_Task requirements_: What is needed is an exact repeat of the lines from the line containing "of the name" through the final line of the entries below, and nothing else.

_Materials provided_:
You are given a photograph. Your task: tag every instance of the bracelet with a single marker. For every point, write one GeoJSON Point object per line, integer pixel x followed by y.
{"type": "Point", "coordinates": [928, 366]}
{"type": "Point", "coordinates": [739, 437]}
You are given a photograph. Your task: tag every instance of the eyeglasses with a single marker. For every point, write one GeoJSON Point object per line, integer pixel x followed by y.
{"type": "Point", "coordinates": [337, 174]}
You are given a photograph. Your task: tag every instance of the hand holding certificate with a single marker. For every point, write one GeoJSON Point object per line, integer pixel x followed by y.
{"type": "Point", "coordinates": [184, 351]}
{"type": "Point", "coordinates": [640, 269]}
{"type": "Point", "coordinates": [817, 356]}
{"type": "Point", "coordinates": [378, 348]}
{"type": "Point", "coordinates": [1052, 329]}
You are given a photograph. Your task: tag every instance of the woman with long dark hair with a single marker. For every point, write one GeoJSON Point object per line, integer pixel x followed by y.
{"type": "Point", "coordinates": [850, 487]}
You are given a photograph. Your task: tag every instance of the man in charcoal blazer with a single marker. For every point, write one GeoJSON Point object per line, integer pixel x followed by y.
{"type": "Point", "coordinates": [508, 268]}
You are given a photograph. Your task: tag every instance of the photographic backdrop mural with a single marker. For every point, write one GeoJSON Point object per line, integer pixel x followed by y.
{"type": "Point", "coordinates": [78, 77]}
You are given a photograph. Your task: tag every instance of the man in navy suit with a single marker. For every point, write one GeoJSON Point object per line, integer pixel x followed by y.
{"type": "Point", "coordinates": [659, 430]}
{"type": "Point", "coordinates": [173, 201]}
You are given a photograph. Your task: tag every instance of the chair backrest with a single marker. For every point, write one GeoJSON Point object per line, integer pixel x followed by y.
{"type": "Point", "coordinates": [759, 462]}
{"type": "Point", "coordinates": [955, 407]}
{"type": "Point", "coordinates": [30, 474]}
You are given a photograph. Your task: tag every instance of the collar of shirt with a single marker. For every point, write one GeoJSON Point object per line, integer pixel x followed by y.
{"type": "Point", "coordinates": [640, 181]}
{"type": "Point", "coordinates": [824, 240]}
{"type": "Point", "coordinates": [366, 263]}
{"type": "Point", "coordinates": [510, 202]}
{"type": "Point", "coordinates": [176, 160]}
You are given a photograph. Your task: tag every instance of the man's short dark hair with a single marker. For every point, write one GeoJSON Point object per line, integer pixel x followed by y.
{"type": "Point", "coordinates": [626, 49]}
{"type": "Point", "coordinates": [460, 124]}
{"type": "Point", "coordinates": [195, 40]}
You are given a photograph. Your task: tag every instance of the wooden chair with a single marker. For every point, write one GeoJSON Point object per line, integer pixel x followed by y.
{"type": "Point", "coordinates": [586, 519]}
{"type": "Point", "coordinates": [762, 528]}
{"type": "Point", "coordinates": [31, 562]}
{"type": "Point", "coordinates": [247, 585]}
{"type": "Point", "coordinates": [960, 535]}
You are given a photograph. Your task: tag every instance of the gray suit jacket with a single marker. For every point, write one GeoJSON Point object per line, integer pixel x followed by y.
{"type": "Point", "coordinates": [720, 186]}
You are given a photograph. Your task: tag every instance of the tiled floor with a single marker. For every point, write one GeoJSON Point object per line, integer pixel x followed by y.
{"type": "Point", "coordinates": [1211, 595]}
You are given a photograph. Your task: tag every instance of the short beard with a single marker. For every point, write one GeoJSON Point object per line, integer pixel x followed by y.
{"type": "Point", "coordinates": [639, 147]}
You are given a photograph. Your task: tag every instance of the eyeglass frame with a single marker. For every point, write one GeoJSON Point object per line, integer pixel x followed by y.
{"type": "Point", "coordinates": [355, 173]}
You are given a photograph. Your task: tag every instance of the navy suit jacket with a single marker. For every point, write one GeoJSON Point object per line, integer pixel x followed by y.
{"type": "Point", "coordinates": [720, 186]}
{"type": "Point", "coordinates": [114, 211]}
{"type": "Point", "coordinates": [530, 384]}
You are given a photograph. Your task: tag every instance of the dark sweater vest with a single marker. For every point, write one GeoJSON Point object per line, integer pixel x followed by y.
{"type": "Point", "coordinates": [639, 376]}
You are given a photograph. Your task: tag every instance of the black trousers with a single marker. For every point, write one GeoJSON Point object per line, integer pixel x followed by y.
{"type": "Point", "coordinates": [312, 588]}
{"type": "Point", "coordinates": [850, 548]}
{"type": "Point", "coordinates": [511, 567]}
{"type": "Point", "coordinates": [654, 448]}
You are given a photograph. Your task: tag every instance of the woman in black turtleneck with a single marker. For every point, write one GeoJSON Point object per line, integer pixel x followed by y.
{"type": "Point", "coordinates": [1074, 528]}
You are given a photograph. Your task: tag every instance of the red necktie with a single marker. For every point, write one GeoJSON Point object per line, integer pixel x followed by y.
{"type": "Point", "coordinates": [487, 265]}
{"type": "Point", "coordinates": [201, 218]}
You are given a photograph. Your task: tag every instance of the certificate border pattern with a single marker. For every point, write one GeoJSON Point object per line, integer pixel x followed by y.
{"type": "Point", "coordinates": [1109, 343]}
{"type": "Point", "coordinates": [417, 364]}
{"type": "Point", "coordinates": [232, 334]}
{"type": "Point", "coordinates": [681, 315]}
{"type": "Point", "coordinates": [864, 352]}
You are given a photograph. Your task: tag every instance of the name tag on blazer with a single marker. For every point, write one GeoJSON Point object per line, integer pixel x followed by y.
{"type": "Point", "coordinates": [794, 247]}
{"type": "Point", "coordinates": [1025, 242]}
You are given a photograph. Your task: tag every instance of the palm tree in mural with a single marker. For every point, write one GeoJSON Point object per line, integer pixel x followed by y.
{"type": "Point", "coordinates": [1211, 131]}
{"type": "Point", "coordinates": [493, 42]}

_Finished exercise_:
You are given a photograph. Your task: tag every instance of the name tag on blazer with a single marker. For every point, write one GeoJSON Point object per line, integer pixel x followed by y.
{"type": "Point", "coordinates": [794, 247]}
{"type": "Point", "coordinates": [1025, 242]}
You are given a photograph. Your task: tag every instance of the palm tree in mural with a single marker. For every point, write one GeoJSON Point object per line, integer pixel x followed by y.
{"type": "Point", "coordinates": [1211, 131]}
{"type": "Point", "coordinates": [493, 42]}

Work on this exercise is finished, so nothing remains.